§ PROBLEM TO WORK ON:
Please rescale the stretch of the material from the line containing "In this exercise you will indicate the player in" through the end of the material, giving every line again in full. Multiply each coordinate in the answers by 1.75 and round to a whole number, with halves going up. Leave every other number as it is, and return only that stretch.

§ GIVEN INFORMATION:
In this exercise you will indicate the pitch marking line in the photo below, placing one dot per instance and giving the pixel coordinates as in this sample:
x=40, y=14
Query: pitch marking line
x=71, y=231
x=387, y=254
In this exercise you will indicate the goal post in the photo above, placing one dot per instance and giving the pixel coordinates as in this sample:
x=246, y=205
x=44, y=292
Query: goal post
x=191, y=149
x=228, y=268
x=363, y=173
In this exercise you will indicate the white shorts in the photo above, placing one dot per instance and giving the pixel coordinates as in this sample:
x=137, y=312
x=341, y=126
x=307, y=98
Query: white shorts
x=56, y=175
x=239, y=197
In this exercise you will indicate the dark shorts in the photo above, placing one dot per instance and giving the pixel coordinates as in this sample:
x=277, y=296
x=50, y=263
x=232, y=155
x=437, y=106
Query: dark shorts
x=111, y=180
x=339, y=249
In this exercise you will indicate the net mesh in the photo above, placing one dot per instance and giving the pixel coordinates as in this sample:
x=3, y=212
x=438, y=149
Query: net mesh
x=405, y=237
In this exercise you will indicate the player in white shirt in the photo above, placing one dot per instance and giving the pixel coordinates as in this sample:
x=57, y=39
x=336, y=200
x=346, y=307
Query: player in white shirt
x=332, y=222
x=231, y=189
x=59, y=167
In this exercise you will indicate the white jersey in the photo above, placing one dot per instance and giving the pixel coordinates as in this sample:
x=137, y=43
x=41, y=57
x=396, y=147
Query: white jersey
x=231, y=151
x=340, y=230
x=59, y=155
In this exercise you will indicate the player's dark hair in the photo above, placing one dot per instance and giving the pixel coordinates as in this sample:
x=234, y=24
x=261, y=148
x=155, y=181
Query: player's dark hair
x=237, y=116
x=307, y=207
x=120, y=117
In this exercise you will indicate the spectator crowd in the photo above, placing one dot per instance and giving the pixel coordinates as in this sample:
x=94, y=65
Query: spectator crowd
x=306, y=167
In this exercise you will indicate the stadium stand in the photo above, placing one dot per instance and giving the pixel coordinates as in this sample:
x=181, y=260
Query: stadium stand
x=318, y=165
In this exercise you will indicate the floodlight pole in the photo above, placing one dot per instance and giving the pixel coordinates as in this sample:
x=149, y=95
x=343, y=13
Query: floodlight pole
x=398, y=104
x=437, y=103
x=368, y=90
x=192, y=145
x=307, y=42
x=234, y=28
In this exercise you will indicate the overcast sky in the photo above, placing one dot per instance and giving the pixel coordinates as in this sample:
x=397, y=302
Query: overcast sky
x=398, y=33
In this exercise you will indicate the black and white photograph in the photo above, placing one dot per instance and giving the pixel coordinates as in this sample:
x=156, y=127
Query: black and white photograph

§ ANSWER BELOW:
In this exercise you will indicate the player in white shirt in the photo above, placing one dot per instance and giving the pixel coordinates as in this sample:
x=57, y=39
x=336, y=200
x=346, y=307
Query: player in white shirt
x=581, y=389
x=404, y=331
x=103, y=292
In this exercise you will indicate the white jersey in the photo above, placing one dot per instance and giving the pixel coordinates as in this sample:
x=137, y=43
x=41, y=57
x=396, y=147
Query: white jersey
x=404, y=264
x=595, y=403
x=103, y=271
In this exercise you will indicate the player's dark hair in the photo above, placing one dot per instance and giving the pixel coordinates as in this sample:
x=234, y=24
x=261, y=148
x=155, y=181
Query: player's dark hair
x=415, y=203
x=537, y=362
x=210, y=205
In this exercise you will indicate the spectator crowd in the photo above, placing one dot per instance and giving the pixel coordinates as in this sample:
x=94, y=65
Query: spectator crowd
x=536, y=292
In this exercise you will indicate the stadium stand in the photo above, placing one dot per instance and giving the pixel coordinates as in this sample:
x=181, y=260
Query: stadium stand
x=557, y=289
In this exercise you will indicate the floodlight pole in the photo above, placing one dot per instance and giving the pixel coordinates as in this sample:
x=149, y=95
x=343, y=13
Query: floodlight pole
x=697, y=182
x=765, y=180
x=644, y=158
x=336, y=254
x=537, y=74
x=410, y=49
In this exercise you will indicate the overcast sky in the photo above, placing one dot per instance and giving the pixel coordinates as in this sample:
x=397, y=302
Query: overcast sky
x=697, y=58
In this exercise you will indicate the black and white photograph in the photo above, placing one dot per instance and giving the pixel coordinates as in this sample:
x=156, y=127
Query: black and white photograph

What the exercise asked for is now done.